TRAVAIL DEMANDÉ:
1. Répondez aux questions suivantes à partir de l'extrait consacré aux conclusions de la commission des Lois :
(a) Qui présidait la réunion du mercredi 26 novembre ?
(b) Sur le rapport de qui la commission a-t-elle examiné la proposition de résolution n°70 ?
(c) Quels pays non membres de l'Union européenne, mais liés par les accords de Schengen, le projet d'accord concerne-t-il ?
2. Reprenez le texte sur les conclusions de la commission des Lois et rédigez sa suite à partir de la phrase qui suit la dernière phrase présentée.

EXTRAIT FOURNI:
- - - - - - -

LES CONCLUSIONS DE LA COMMISSION DES LOIS

Réunie le mercredi 26 novembre sous la présidence de M. René Garrec, président, la commission des Lois a examiné, sur le rapport de M. Pierre Fauchon, la proposition de résolution n°70 (2003-2004), présentée au nom de la délégation pour l'Union européenne, sur l'autorisation de signer le projet d'accord entre l'Union européenne, et la République d'Islande et le royaume de Norvège sur l'application de certaines dispositions de la Convention de 2000 relative à l'entraide judiciaire en matière pénale et du protocole de 2001 à celle-ci (E 2421).

Le rapporteur a souligné que le projet d'accord ne soulevait aucune difficulté de fond, dès lors qu'il visait simplement à rendre applicables à l'Islande et la Norvège - pays non membres de l'Union européenne, mais liés par les accords de Schengen - certaines dispositions de la convention de l'Union relative à l'entraide judiciaire en matière pénale.

- - - - - - -

ENSEMBLE DES LIGNES:
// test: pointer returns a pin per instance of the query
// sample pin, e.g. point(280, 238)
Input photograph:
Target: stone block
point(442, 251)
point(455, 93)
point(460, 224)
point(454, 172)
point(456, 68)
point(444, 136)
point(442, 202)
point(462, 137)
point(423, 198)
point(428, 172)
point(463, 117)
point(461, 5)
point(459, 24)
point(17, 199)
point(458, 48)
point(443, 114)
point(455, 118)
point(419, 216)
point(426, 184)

- - - - - - -

CORRIGÉ DE L'EXERCICE:
1.
(a) M. René Garrec, président.
(b) M. Pierre Fauchon.
(c) L'Islande et la Norvège.

2.
Il a toutefois indiqué que cet accord, négocié sur la base de l'article 24 du traité sur l'Union européenne, allait être conclu par la seule Union européenne et non par ses Etats membres, ce qui ne paraissait pas correspondre à l'état de la répartition des compétences entre l'Union européenne et ses Etats membres. Il a ajouté que le Gouvernement n'envisageait pas de soumettre ces accords au Parlement pour autorisation de ratification, bien que le Sénat - à propos d'accords d'entraide avec les Etats-Unis - ait adopté une résolution demandant que les accords d'entraide en matière pénale donnent lieu à autorisation de ratification .

Sur proposition de son rapporteur, la commission a adopté une proposition de résolution tendant à :

- approuver le contenu du projet d'accord avec l'Islande et la Norvège ;

- estimer que cet accord est un accord « mixte » relevant à la fois des compétences de l'Union et des Etats membres ;

- considérer qu'en tout état de cause cet accord doit être soumis au Parlement pour autorisation de ratification .

INTRODUCTION

Mesdames, Messieurs,

Le Sénat est saisi, en application de l'article 88-4 de la Constitution, d'un projet d'accord entre l'Union européenne, et la République d'Islande et le Royaume de Norvège sur l'application de certaines dispositions de la Convention signée en 2000 dans le cadre de l'Union européenne relative à l'entraide judiciaire en matière pénale.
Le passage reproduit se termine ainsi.